### EXTRAIT DU DOCUMENT ###
La consommation excessive d’alcool est un problème de santé public majeur, encore et toujours sous-thématisé, sous-diagnostiqué et sous-traité. Et la stigmatisation sociale de l’alcoolisme et de l’alcoolique, survivance du modèle moral de l’alcoolisme du XIXe siècle, ne fait qu’en rajouter à la spirale infernale dans laquelle les personnes devenues alcoolodépendantes finissent tôt ou tard par s’enfermer.
Qu’en est-il, dès lors, de la responsabilité du sujet, aussi vulnérable mais également lucide que celui-ci puisse avoir été au départ, de son libre-arbitre, de sa faculté de choisir l’alternative et de remonter la pente, une fois qu’il est pris dans l’engrenage de l’alcoolisme ? Autrement dit, au fur et à mesure de la progression d’un processus aux dimensions multiples – neurobiologiques, neuropsychologiques, psychoaffectives et sociofamiliales – bien souvent marqué par la surenchère du pire et la résignation face à une issue finalement ressentie comme fatale.
###
*EXERCICES À TRAITER*:
1: Selon l'extrait sur l'alcoolisme, de quel modèle la stigmatisation sociale de l'alcoolisme et de l'alcoolique est-elle une survivance ?
2: Énumérez les dimensions que l'extrait sur l'alcoolisme attribue au processus de l'alcoolisme.
3: Poursuivez l'extrait sur l'alcoolisme à partir de sa dernière phrase.
Les lignes ci-après constituent un ensemble indépendant de l'extrait sur l'alcoolisme.
### JEU DE DONNÉES ###
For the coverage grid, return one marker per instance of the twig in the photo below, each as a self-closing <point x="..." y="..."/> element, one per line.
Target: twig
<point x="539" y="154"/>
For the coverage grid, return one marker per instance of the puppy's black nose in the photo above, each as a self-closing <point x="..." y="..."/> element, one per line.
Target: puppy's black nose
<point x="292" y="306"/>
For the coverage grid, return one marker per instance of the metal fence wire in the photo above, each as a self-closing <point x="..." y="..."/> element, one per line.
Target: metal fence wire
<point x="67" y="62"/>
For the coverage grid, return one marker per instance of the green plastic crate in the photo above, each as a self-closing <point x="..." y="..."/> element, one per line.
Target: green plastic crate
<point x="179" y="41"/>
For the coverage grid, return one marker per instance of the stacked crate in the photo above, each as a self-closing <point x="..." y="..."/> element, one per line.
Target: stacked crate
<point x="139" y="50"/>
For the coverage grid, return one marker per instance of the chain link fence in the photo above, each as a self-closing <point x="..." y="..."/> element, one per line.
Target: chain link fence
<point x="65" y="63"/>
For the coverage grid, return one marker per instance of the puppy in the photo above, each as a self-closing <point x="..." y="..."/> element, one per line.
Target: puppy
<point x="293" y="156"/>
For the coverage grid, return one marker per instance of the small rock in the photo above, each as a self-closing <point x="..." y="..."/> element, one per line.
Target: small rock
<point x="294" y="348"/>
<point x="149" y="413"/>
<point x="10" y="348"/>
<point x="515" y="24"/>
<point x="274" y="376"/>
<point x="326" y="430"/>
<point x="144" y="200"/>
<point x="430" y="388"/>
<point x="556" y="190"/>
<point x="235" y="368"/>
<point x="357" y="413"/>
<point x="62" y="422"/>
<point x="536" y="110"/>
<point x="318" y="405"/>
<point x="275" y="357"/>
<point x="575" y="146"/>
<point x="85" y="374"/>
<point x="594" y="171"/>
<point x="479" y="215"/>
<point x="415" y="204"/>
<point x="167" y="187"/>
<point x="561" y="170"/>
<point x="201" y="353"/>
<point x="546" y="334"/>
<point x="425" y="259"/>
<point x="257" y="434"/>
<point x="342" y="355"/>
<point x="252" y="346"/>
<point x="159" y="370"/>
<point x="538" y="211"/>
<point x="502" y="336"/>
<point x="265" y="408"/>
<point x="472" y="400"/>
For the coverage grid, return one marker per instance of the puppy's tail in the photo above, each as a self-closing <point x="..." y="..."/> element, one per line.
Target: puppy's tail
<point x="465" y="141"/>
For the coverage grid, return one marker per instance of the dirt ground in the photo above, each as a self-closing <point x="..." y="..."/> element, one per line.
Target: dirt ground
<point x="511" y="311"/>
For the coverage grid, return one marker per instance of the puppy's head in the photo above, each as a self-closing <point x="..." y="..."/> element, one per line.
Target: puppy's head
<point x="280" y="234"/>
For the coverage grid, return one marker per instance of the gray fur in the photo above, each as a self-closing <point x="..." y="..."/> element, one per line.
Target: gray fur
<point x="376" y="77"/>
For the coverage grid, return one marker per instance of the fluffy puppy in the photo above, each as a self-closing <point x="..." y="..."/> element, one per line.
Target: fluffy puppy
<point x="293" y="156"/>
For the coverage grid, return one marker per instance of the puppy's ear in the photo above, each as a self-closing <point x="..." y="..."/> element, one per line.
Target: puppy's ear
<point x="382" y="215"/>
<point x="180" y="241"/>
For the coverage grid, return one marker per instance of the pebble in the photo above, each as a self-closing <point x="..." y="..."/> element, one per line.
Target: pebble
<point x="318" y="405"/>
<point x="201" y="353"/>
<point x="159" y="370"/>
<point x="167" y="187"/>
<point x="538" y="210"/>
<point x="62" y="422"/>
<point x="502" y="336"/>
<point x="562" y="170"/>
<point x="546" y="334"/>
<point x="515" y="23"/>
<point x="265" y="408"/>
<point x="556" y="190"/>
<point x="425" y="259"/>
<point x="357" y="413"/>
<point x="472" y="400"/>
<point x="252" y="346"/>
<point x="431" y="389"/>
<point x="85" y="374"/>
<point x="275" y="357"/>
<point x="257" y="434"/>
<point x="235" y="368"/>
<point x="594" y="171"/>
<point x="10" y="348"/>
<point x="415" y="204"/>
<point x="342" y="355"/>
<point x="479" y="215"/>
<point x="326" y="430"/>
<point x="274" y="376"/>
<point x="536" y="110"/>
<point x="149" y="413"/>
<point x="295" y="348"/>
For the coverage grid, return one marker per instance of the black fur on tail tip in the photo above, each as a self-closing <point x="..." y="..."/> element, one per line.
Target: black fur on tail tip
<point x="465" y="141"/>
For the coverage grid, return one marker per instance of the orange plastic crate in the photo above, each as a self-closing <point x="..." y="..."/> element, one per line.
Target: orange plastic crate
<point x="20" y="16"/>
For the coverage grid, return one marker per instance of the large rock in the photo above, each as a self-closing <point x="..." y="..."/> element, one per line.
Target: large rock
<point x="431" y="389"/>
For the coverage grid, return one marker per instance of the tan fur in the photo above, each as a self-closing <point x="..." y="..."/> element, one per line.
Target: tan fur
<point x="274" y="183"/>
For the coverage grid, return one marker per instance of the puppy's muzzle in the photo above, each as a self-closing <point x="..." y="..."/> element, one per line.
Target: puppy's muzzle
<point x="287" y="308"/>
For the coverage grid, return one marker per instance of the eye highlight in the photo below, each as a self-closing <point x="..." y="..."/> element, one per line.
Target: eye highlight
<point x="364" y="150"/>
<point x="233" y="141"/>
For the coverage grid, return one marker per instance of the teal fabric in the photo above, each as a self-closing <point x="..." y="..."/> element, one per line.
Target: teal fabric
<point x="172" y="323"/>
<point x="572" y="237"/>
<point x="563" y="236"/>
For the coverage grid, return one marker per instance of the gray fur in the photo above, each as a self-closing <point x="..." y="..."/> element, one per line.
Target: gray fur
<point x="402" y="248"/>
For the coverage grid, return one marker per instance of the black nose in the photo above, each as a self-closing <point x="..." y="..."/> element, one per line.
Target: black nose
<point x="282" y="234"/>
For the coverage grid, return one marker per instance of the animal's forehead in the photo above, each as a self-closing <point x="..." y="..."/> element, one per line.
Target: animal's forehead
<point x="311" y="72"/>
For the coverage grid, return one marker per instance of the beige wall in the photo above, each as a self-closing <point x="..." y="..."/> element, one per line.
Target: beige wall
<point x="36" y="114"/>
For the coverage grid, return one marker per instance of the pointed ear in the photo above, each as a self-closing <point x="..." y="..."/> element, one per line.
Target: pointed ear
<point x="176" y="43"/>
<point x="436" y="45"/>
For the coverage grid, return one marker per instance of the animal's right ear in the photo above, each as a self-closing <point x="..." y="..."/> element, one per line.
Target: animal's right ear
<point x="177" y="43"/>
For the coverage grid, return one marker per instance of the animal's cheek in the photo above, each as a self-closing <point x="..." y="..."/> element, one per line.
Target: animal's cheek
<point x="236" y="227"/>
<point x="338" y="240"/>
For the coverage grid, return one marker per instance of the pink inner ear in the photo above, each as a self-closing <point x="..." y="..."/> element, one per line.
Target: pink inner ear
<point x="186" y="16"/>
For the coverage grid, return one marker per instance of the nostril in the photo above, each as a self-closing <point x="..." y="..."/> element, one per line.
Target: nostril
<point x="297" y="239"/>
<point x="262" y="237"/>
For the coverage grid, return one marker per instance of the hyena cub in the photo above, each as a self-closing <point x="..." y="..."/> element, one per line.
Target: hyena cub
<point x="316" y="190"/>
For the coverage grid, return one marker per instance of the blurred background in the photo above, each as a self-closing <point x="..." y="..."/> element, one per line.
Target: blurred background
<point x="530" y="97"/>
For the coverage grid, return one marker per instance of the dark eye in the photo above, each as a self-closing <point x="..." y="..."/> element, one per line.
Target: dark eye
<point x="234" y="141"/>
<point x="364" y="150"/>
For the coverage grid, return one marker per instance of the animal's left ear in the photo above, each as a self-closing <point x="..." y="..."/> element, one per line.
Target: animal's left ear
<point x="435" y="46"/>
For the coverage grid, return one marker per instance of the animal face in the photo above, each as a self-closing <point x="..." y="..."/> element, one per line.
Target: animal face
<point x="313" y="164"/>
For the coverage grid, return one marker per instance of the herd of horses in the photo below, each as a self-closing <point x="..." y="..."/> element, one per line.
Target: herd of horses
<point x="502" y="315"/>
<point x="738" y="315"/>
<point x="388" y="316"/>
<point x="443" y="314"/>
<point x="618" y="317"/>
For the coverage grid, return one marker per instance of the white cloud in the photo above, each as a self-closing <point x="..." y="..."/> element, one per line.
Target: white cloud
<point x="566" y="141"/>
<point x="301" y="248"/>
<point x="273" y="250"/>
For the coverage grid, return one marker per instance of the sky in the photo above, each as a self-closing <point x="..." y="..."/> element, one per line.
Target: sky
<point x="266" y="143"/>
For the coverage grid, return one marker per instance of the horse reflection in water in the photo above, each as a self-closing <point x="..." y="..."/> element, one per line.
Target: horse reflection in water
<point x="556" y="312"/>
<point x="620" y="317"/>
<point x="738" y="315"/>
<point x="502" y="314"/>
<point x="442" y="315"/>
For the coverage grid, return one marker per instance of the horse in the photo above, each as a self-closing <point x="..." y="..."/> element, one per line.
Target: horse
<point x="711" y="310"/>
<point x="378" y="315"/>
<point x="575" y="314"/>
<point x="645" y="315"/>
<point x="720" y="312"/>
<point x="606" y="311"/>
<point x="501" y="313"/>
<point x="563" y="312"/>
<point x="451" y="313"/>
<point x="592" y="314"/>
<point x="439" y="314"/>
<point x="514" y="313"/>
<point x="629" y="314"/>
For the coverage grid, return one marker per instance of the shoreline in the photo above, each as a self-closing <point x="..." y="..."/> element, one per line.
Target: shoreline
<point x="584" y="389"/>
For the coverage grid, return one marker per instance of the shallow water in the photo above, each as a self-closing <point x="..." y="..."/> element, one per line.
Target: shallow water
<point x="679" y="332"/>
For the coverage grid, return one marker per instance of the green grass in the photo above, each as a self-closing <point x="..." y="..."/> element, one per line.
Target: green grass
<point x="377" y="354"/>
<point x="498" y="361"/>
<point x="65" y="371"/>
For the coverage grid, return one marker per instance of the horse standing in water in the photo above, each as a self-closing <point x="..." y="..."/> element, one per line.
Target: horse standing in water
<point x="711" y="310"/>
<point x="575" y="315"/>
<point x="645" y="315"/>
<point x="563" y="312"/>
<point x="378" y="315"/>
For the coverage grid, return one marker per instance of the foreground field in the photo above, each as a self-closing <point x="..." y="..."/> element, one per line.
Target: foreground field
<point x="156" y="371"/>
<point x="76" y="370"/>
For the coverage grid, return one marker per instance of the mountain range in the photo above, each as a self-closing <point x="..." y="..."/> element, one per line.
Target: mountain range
###
*RÉPONSES SUCCESSIVES*:
1: Elle est une survivance du modèle moral de l'alcoolisme du XIXe siècle.

2: neurobiologiques, neuropsychologiques, psychoaffectives, sociofamiliales

3:
L’ouvrage grand public de Philippe de Timary, professeur à l’Université Catholique de Louvain, vient de paraître à un point nommé. Humaniste convaincu, l’auteur est doté de la double légitimité du neuroscientifique reconnu et du clinicien expérimenté pour tenter de répondre de manière qualifiée aux questions – à vrai dire hautement complexes – soulevées.
Réduire l’écart de traitement
Il y a une bonne dizaine d’années environ, la notion d’écart de traitement (treatment gap) a été propulsée à la une des agendas de santé publique, de l’Organisation mondiale de santé (OMS) notamment : si les mésusages d’alcool constituent une problématique omniprésente à l’origine d’une très importante charge globale de morbidité (global burden of disease), l’accès aux soins est en revanche très limité (quelques dix pour cent des personnes alcoolodépendantes y ont recours, ceci en moyenne seulement après une quinzaine d’années d’évolution de la problématique). Ledit écart de traitement est lié d’une part à la problématique alcoolique elle-même et d’autre part à l’organisation et aux modalités du dispositif de soins, sans oublier l’impact de la société à ces deux niveaux (ambivalences des sociétés dites permissives, stigmatisation sociale).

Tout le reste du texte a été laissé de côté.